Données extraites
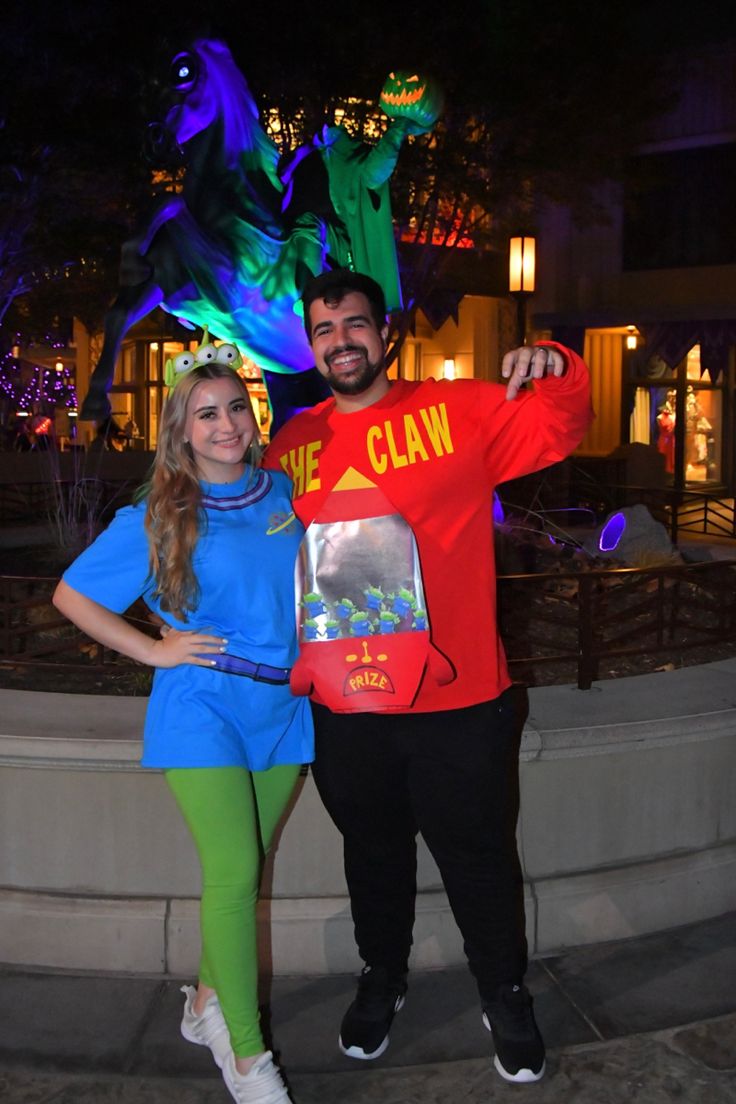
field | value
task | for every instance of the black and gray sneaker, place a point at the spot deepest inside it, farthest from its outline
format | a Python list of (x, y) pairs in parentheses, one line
[(519, 1046), (364, 1030)]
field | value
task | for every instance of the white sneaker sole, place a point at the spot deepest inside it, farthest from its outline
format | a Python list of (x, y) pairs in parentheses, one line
[(359, 1052)]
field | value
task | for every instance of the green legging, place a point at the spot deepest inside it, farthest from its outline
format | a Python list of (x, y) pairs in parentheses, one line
[(232, 814)]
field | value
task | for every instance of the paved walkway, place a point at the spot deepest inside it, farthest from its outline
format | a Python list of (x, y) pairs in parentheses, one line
[(641, 1021)]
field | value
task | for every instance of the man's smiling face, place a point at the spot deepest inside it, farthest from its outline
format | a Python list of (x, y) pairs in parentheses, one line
[(349, 349)]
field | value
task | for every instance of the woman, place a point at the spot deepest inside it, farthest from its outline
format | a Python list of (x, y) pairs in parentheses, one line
[(211, 547)]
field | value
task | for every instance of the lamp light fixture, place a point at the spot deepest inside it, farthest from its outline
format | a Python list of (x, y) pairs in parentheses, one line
[(522, 277)]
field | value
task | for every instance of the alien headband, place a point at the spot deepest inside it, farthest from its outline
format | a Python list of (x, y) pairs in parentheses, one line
[(206, 353)]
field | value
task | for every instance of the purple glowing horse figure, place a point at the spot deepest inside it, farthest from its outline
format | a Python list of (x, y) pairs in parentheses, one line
[(217, 254), (234, 250)]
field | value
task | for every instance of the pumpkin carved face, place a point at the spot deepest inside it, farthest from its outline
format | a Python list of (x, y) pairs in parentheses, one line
[(413, 97)]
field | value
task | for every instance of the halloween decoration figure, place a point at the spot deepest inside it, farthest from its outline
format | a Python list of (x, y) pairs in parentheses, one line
[(415, 98), (338, 198), (236, 246), (365, 653)]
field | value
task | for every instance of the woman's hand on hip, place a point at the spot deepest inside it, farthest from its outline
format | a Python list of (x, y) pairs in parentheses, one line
[(179, 647)]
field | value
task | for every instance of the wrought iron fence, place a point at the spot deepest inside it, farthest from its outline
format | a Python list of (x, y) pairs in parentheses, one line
[(683, 511), (583, 618), (568, 621), (34, 634)]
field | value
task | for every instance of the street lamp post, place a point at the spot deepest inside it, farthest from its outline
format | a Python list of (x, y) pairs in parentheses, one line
[(522, 269)]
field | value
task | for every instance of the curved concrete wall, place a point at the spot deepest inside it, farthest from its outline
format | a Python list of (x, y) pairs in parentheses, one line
[(628, 825)]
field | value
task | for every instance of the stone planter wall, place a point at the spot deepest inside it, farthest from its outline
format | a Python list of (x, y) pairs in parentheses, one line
[(628, 825)]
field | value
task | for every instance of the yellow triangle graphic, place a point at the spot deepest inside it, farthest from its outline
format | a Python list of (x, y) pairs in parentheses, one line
[(353, 480)]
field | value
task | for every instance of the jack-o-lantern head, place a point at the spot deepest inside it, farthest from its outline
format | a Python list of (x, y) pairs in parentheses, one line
[(414, 97)]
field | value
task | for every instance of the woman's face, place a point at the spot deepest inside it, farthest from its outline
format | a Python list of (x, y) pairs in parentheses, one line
[(220, 426)]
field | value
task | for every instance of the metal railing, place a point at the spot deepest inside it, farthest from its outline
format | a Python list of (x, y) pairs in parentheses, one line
[(683, 511), (583, 618), (577, 619), (34, 634)]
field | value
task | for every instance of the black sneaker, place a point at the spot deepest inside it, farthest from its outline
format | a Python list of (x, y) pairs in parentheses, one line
[(519, 1046), (364, 1030)]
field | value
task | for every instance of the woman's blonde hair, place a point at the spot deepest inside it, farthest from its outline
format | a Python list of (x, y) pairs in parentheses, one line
[(174, 519)]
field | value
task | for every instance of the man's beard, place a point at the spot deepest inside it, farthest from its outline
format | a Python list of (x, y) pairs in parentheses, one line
[(360, 379)]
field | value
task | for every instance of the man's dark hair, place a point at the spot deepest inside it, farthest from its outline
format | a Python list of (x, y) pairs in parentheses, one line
[(334, 285)]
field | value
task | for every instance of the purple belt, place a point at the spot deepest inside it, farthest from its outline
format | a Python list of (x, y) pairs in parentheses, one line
[(259, 672)]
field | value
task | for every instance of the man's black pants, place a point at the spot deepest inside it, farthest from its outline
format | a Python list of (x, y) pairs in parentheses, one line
[(454, 776)]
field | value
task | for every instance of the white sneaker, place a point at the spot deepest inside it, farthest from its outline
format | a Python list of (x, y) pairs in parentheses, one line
[(262, 1084), (208, 1029)]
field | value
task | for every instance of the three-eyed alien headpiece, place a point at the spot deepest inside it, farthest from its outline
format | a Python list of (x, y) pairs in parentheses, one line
[(206, 353)]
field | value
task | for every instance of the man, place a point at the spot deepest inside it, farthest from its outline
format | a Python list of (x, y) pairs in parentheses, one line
[(445, 766)]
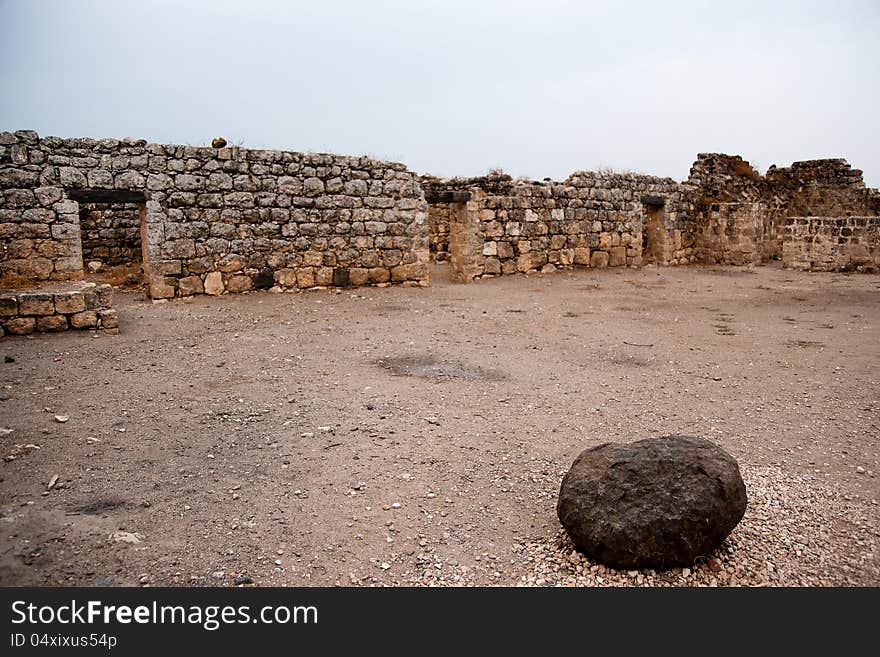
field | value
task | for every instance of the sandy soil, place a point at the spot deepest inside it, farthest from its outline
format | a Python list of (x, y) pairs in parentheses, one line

Objectif de l'exercice
Convertissez les lignes de tous les items ci-dessus en une liste numérotée, sans les lignes vides. N'incluez pas les images dans la réponse.

Solution ci-dessous
1. field | value
2. task | for every instance of the black and gray sneaker, place a point at the spot deepest inside it, farthest from its outline
3. format | a Python list of (x, y) pairs in parentheses, one line
4. [(519, 1046), (364, 1030)]
5. field | value
6. task | for every instance of the white sneaker sole, place a point at the spot deepest inside it, farthest from its outline
7. format | a Python list of (x, y) pairs in parentheses, one line
8. [(359, 1052)]
9. field | value
10. task | for every instance of the green legging, place a point at the spot deepest inside it, farthest from its outline
11. format | a Python list of (x, y) pairs in parentheses, one line
12. [(232, 814)]
13. field | value
14. task | for every instance of the paved walkway, place a point at the spot deepest inside it, farthest from its outline
15. format | a Python list of (x, y) pairs in parentheses, one line
16. [(641, 1021)]
17. field | value
18. task | for every instance of the man's smiling face, place a point at the spot deepest inside it, farthest from its outline
19. format | a Python list of (x, y) pairs in parentheses, one line
20. [(349, 349)]
21. field | value
22. task | for every instance of the woman, place a point at the spot deepest inside it, farthest from its outline
23. format | a Python list of (x, y) pairs in parentheses, one line
24. [(211, 547)]
25. field | value
26. task | for every instance of the lamp light fixture, place a point at the spot deepest inside it, farthest from its outline
27. format | a Python list of (x, y) pairs in parentheses, one line
28. [(522, 277)]
29. field | value
30. task | for every instance of the alien headband, place a point at the spot deepest inside it, farthest from its outline
31. format | a Python list of (x, y) pairs in parentheses, one line
32. [(206, 353)]
33. field | value
34. task | for every instance of the purple glowing horse figure, place a point at the spot deepest inside it, farthest from its outline
35. format | a Python list of (x, y) pairs in parentheses, one line
36. [(217, 254), (234, 250)]
37. field | value
38. task | for every instance of the pumpkin carved face, place a point at the spot deepest inside it, farthest from its outline
39. format | a Python list of (x, y) pairs in parentheses, one line
40. [(413, 97)]
41. field | value
42. task | for every instance of the halloween decoration figure, place a point at the spot deepest inside it, farthest from its outline
43. format | a Python list of (x, y) pairs in parentheses, one line
44. [(415, 98), (338, 198), (236, 246), (365, 653)]
45. field | value
46. task | for every instance of the woman's hand on hip, place a point at the spot deepest inside it, farthest from its outline
47. format | a Python list of (x, y) pairs in parentheses, one line
48. [(179, 647)]
49. field | value
50. task | for every instance of the wrought iron fence, place a point at the spot deepest inside it, farthest from its outline
51. format | a Python list of (x, y) pairs in parentheses, one line
52. [(683, 511), (583, 618), (568, 621), (34, 634)]
53. field | value
54. task | for every instance of the street lamp post, place a point at the spot deepest inside it, farthest from its outline
55. format | a Python list of (x, y) pairs in parentheses, one line
56. [(522, 269)]
57. field | value
58. task | for every instance of the curved concrete wall, place a point at the spot deepest inside it, farthest from its outline
59. format | a Python list of (x, y) pairs in parentheses, one line
60. [(628, 825)]
61. field | value
62. task | for every instance of the stone planter wall, place a point at the spot deepest inside it, farthest from its outline
63. format | a Python list of (x, y) pairs in parentheses, one line
64. [(628, 825)]
65. field | value
66. task | for every instance of the yellow triangle graphic, place a point at the spot deepest inside it, farthest from its outline
67. format | a Python list of (x, y) pairs in parentheses, one line
68. [(353, 480)]
69. field | value
70. task | for every instance of the jack-o-lantern head, place a point at the spot deepest inside it, farthest from its outline
71. format | a Python list of (x, y) pairs in parentheses, one line
72. [(414, 97)]
73. field | value
74. task | for every instance of the woman's face, place a point at the spot deepest inside it, farthest from its outline
75. format | a Python list of (x, y) pairs in parentheses, one line
76. [(220, 426)]
77. field | value
78. task | for every instance of the metal railing, place a point at the spot deepest inside it, farthest from its outline
79. format | a Python list of (x, y) pairs in parentheses, one line
80. [(683, 511), (583, 618), (577, 619), (34, 634)]
81. field | value
82. task | for every instance of the black sneaker, place a point at the spot deepest inside it, farthest from its outline
83. format | a Python list of (x, y) pairs in parentheses, one line
84. [(519, 1046), (364, 1030)]
85. field | value
86. task | for every instance of the woman's blonde hair, place a point at the spot deepest inside it, farthest from its outline
87. format | a Python list of (x, y) pairs in parentheses, one line
88. [(174, 519)]
89. field | value
90. task | for every instance of the man's beard, place a point at the spot deepest inside it, farthest from its outline
91. format | a Python list of (x, y) pairs in parentheses, one line
92. [(360, 379)]
93. field | value
94. task | for every instance of the man's dark hair, place a point at the spot deepest inside it, farthest from its outline
95. format | a Python list of (x, y) pairs in parentheses, one line
96. [(334, 285)]
97. field | value
98. task | for every instance of the purple belt, place a point at the spot deepest inside it, farthest from its outline
99. format | a Python list of (x, y) pairs in parentheses, one line
100. [(259, 672)]
101. field | value
102. task | for every instance of the man's black pants, place a point at the spot deepest inside it, farthest from its outline
103. format | a Python list of (x, y) pairs in parentheses, one line
104. [(454, 776)]
105. field | value
106. task | for every instance of the white sneaker, place a point at the spot deepest inside it, farthest from its outline
107. format | a Python list of (x, y) pairs in parentheses, one line
108. [(262, 1084), (208, 1029)]
109. field | value
110. task | for every instance of the three-eyed alien headpiece, place a point at the spot deepest inside it, farthest from its outline
111. format | a Python list of (x, y) pairs in parentheses, one line
112. [(206, 353)]
113. field | value
114. task | for every instance of the man, place a point at the spot deepest inside it, farthest from its outline
115. format | a Python list of (x, y) pairs in parentheses, one line
116. [(445, 766)]
117. field | value
118. task | for every instance of the sandy soil, place a point at the spot deepest inside it, farthest from its outline
119. format | a Python list of (x, y) pairs in parentheses, one line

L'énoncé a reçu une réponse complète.